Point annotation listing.
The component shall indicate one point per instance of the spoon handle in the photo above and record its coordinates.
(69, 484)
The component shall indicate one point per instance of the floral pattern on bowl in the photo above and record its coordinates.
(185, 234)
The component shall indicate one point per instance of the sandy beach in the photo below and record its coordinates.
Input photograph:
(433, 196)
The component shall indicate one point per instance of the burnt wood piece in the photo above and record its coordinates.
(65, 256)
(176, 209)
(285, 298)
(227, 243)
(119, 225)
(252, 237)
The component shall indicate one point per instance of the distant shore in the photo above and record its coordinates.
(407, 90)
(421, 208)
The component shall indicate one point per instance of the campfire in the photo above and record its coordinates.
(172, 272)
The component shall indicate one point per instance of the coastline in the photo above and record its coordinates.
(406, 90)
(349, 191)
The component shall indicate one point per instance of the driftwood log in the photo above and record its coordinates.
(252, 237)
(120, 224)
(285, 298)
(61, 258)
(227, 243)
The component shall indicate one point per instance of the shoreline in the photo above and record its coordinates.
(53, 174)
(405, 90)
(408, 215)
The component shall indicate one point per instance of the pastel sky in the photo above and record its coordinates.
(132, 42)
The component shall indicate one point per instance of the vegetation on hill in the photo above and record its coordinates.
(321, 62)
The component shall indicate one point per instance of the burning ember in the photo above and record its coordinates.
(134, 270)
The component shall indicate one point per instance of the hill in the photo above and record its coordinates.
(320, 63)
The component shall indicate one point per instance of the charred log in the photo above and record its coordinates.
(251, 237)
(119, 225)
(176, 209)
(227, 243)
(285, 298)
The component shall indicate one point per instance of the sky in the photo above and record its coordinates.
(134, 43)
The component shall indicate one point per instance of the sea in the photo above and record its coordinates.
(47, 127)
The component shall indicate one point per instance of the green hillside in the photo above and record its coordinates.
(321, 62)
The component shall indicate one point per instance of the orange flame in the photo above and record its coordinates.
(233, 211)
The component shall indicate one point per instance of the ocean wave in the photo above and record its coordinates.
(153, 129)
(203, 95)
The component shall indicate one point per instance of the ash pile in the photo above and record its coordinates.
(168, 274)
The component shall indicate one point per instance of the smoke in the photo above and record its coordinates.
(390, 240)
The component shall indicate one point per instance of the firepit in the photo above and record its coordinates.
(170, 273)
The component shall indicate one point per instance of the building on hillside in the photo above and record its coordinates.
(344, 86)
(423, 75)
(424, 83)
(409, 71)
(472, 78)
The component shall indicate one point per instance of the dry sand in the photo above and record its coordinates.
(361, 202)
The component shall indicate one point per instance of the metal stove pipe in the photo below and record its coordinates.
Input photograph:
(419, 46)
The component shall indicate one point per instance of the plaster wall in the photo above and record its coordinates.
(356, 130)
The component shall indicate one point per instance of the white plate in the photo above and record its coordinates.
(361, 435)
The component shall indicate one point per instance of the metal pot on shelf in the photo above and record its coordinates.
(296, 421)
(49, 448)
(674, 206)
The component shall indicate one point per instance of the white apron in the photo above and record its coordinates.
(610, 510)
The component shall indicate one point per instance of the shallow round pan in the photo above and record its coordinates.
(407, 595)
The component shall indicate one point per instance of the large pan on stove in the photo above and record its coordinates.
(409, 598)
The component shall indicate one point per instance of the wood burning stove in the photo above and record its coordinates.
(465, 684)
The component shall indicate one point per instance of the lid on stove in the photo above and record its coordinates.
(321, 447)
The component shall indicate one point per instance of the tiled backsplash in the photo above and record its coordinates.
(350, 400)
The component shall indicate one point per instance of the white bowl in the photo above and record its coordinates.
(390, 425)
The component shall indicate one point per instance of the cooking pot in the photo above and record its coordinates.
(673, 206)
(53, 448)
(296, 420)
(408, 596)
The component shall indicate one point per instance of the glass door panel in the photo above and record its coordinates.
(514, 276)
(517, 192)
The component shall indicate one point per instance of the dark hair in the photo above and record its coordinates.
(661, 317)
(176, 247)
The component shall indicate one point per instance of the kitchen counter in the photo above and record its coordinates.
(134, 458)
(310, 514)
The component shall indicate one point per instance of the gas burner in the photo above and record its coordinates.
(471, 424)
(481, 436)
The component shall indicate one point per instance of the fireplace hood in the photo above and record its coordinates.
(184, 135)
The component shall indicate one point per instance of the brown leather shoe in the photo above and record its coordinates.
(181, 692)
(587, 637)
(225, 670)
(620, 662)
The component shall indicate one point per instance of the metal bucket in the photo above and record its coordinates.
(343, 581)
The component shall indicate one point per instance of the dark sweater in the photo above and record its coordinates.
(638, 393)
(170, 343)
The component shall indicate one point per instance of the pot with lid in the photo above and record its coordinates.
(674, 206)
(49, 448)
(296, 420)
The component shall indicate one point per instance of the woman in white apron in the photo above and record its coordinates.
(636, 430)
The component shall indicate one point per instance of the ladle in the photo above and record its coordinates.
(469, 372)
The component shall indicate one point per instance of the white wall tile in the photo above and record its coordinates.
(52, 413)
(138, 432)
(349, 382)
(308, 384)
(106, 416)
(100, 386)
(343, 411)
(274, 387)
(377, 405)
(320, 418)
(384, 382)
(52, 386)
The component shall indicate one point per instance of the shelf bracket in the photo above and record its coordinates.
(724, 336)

Required work. Copy the listing above line for line, with no changes.

Result below.
The component shall indicate one point per instance of the spoon handle in the photo above and record its coordinates.
(69, 484)
The component shall indicate one point per instance of the floral pattern on bowl in the photo above and record its coordinates.
(185, 234)
The component shall indicate one point per instance of the sandy beach in the photo below and record its coordinates.
Input photograph:
(433, 196)
The component shall indicate one point per instance of the burnt wood piece in the photo above and record its coordinates.
(65, 256)
(176, 209)
(285, 298)
(227, 243)
(119, 225)
(252, 237)
The component shall indicate one point per instance of the distant shore in the photo above and record its coordinates.
(407, 90)
(421, 208)
The component shall indicate one point per instance of the campfire in the photo above and record its coordinates.
(172, 272)
The component shall indicate one point per instance of the coastline in the photo above and record its coordinates.
(406, 90)
(349, 191)
The component shall indicate one point per instance of the driftwood log in the photo above and record its coordinates.
(252, 237)
(120, 224)
(285, 298)
(61, 258)
(227, 243)
The component shall indicate one point per instance of the shoreline in the photo above and record its coordinates.
(53, 174)
(405, 90)
(408, 215)
The component shall indicate one point per instance of the pastel sky in the photo above and record its coordinates.
(132, 42)
The component shall indicate one point per instance of the vegetation on hill in the photo above and record its coordinates.
(321, 62)
The component shall indicate one point per instance of the burning ember in the photo above and record its coordinates.
(134, 270)
The component shall indicate one point per instance of the hill in the photo above and record its coordinates.
(320, 63)
The component shall indicate one point per instance of the charred log in the photo above and record its coordinates.
(251, 237)
(119, 225)
(176, 209)
(227, 243)
(285, 298)
The component shall indicate one point per instance of the sky in the photo above and record its coordinates.
(134, 43)
The component shall indicate one point per instance of the sea in the photo above and record its coordinates.
(47, 127)
The component shall indicate one point per instance of the green hillside in the photo above and record its coordinates.
(321, 62)
The component shall indicate one point per instance of the orange flame in the photo above and record its coordinates.
(233, 211)
The component shall indicate one point per instance of the ocean wave in the photo above and record its coordinates.
(153, 129)
(203, 95)
The component shall indicate one point per instance of the ash pile in the photo above and record its coordinates.
(168, 274)
The component shall indicate one point per instance of the smoke in the photo above and record its coordinates.
(390, 240)
The component shall indicate one point per instance of the firepit in the photo above and record its coordinates.
(170, 273)
The component shall indicate one point per instance of the building on hillside in the photo above and record its coordinates.
(344, 86)
(423, 75)
(424, 83)
(409, 71)
(472, 78)
The component shall indicate one point per instance of the dry sand in the photo above and record its coordinates.
(361, 202)
The component shall indicate one point per instance of the metal stove pipe in the photo below and record its coordinates.
Input photograph:
(419, 46)
The component shall indicate one point per instance of the plaster wall in the photo above and record its coordinates.
(356, 130)
The component shall indicate one point per instance of the white plate in the photo above and record its coordinates.
(361, 435)
The component shall indicate one point per instance of the metal pot on shelf in the photo above and record its coordinates.
(296, 421)
(49, 448)
(674, 206)
The component shall indicate one point per instance of the white apron in the photo above and record its coordinates.
(610, 510)
The component shall indicate one point per instance of the shallow round pan in the photo above and record its coordinates.
(407, 595)
The component shall indicate one point per instance of the large pan on stove in the photo above and record its coordinates.
(409, 598)
The component shall indicate one point per instance of the wood burning stove in the photo above and record its coordinates.
(465, 684)
The component shall indicate one point per instance of the lid on stove in the photo above and record its coordinates.
(321, 447)
The component shall indicate one point per instance of the tiled backsplash in the photo above and record its coordinates.
(350, 400)
The component shall indicate one point per instance of the white bowl in the photo above and record its coordinates.
(390, 425)
The component shall indicate one point per instance of the cooking pot in the photo above and record its coordinates.
(673, 206)
(53, 448)
(296, 420)
(408, 596)
The component shall indicate one point per instance of the glass door panel in the photo above and record its coordinates.
(514, 276)
(517, 192)
The component shall indicate one point per instance of the dark hair in the photo above and record its coordinates.
(661, 317)
(176, 247)
The component shall indicate one point per instance of the kitchen counter in the photo above and record its coordinates.
(134, 458)
(310, 514)
The component shall indicate one point per instance of the gas burner in the photo above and record its coordinates.
(471, 424)
(481, 436)
The component shall indicate one point per instance of the fireplace hood in the photo above and record its coordinates.
(184, 135)
The component shall indicate one point per instance of the brown leather shoe in the photo above and record its coordinates.
(181, 692)
(587, 637)
(225, 670)
(620, 662)
The component shall indicate one point per instance of the metal bucket in the photo above and record its coordinates.
(343, 581)
The component shall indicate one point per instance of the dark sweater in the photo above and record its coordinates.
(638, 393)
(170, 343)
The component shall indicate one point per instance of the pot with lid in the photo above and record its coordinates.
(674, 206)
(49, 448)
(296, 420)
The component shall indicate one point per instance of the woman in white apron in the photo above and record its coordinates.
(636, 430)
The component shall indicate one point per instance of the ladle in the photo above and record its coordinates.
(469, 372)
The component shall indicate one point per instance of the white wall tile in the photo above and record its coordinates.
(52, 413)
(138, 432)
(349, 382)
(308, 384)
(106, 416)
(100, 386)
(343, 411)
(274, 387)
(377, 405)
(320, 418)
(384, 382)
(52, 386)
The component shall indicate one point per instance of the shelf bracket in the photo above and record its coordinates.
(724, 336)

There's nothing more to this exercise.